More states are turning to managed-care companies to oversee populations in need of long-term care. States are increasingly turning to private firms to provide managed long-term supports and services (MLTSS). Their goal is to rein in costs and increase budget predictability.

Proponents say it enables delivery of more coordinated care and prevents sending people to expensive nursing home settings. But advocates are claiming that they are seeing care suffer under the model. Researchers who study the issue say the concern may be driven more by a fear of change than any actual shortcomings in care.

Until recently, most state Medicaid programs have excluded people with disabilities from managed care because of their complex needs. But that is changing. Twenty states now have shifted their MLTSS program to private managed-care companies.

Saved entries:
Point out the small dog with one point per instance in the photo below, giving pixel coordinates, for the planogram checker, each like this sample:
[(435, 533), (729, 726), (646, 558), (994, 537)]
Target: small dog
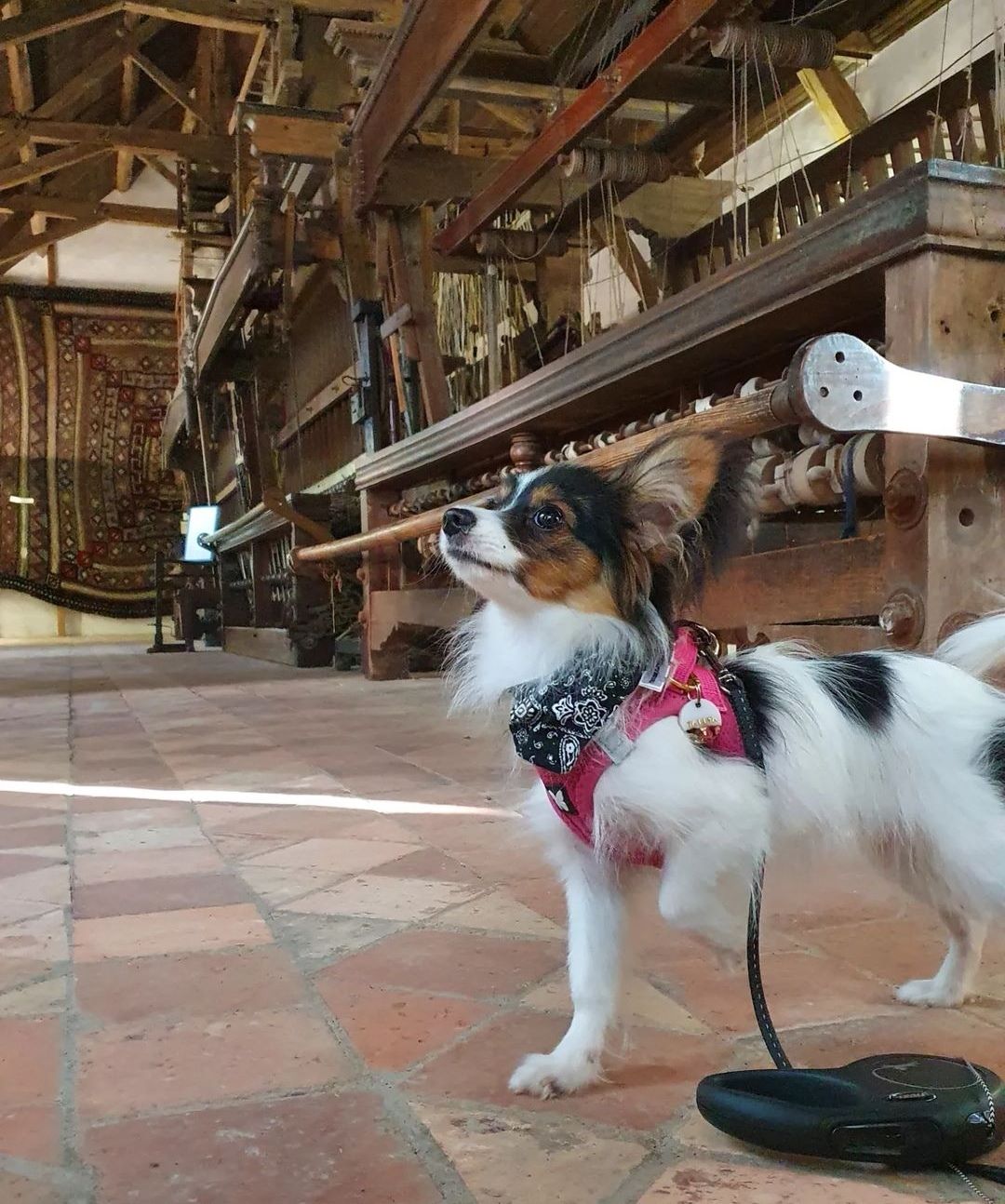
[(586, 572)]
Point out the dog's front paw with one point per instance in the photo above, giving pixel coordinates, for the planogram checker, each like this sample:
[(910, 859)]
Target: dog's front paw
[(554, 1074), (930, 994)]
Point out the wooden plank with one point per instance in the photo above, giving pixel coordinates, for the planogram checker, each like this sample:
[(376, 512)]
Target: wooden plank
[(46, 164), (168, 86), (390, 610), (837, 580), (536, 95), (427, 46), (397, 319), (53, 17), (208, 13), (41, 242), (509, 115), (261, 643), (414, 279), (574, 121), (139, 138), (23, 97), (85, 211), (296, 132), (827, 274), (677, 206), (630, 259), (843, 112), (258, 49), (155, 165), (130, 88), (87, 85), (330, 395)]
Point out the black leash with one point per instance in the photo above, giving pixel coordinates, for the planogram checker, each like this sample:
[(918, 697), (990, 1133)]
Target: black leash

What is required
From the passage on Medicaid managed long-term care, reproduce word for word the part that opens with the words containing "Proponents say it" and closes with "private managed-care companies.".

Task response
Proponents say it enables delivery of more coordinated care and prevents sending people to expensive nursing home settings. But advocates are claiming that they are seeing care suffer under the model. Researchers who study the issue say the concern may be driven more by a fear of change than any actual shortcomings in care.

Until recently, most state Medicaid programs have excluded people with disabilities from managed care because of their complex needs. But that is changing. Twenty states now have shifted their MLTSS program to private managed-care companies.